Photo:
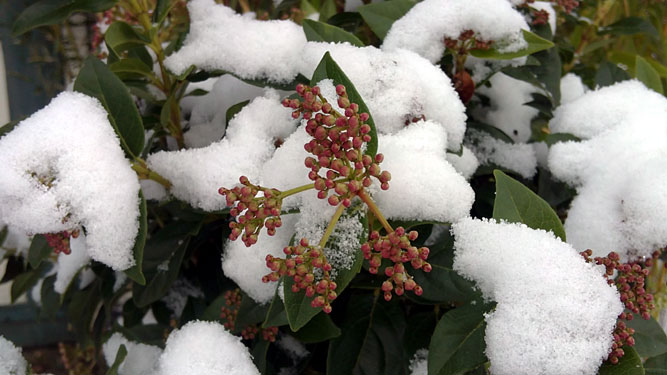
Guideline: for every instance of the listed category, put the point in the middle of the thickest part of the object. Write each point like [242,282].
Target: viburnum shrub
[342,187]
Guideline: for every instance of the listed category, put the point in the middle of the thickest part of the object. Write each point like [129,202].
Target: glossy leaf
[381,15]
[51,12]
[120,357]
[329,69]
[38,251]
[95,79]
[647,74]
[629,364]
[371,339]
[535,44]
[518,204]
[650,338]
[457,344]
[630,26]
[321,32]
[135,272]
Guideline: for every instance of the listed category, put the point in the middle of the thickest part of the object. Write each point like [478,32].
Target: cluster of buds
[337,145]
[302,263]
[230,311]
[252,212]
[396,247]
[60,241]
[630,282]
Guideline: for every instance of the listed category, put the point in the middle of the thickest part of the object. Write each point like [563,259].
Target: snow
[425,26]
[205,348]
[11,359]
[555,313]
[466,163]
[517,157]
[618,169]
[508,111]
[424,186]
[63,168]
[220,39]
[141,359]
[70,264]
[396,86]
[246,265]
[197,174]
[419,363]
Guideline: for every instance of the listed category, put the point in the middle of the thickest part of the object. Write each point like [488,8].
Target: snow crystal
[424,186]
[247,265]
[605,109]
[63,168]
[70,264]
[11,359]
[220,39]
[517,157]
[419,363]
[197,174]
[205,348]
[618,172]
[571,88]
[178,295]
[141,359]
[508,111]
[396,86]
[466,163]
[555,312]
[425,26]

...

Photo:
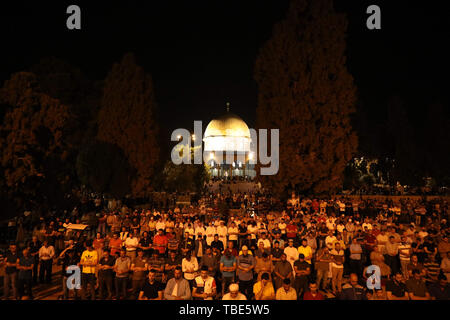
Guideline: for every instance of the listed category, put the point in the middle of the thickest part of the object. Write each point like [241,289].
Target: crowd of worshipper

---

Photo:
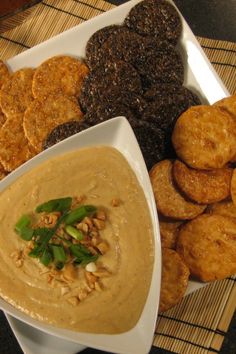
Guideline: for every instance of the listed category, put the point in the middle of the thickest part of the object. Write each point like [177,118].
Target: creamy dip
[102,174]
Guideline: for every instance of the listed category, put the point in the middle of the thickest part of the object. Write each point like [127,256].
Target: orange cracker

[WHAT IS EXPECTED]
Pull out each line of the data above that contains the word "middle", treating uppercase and lowercase as different.

[RESULT]
Guideline: for every instance of the listed category, put the point in the middle of the thickest part of the object. Write each point like [242,282].
Guideline: for every instance of the listed category, put the point in the middle of the thickest part of the object. Write each point like [129,202].
Guideline: for every instance of the listed category, put the point in the middle of the thickest part of the object. Write each point like [478,32].
Guideline: for every instance of the listed category, put the point in the middle of the thickest part of the object. Write each point like [563,259].
Guideline: for every instance of the listed category, put the point in the middle of the thickest part of the object. Write each point like [488,8].
Guideline: for every instance of the listed category, put the point in the middle of the thickest part of the object. Write each point like [241,289].
Guideline: for every instance of the listed category, put the point in the middle of the thickest part of the object. Write each point like [177,118].
Guideline: for every instance of the listed category, put the point in the middle of the thickest part of the object. Write each point like [127,256].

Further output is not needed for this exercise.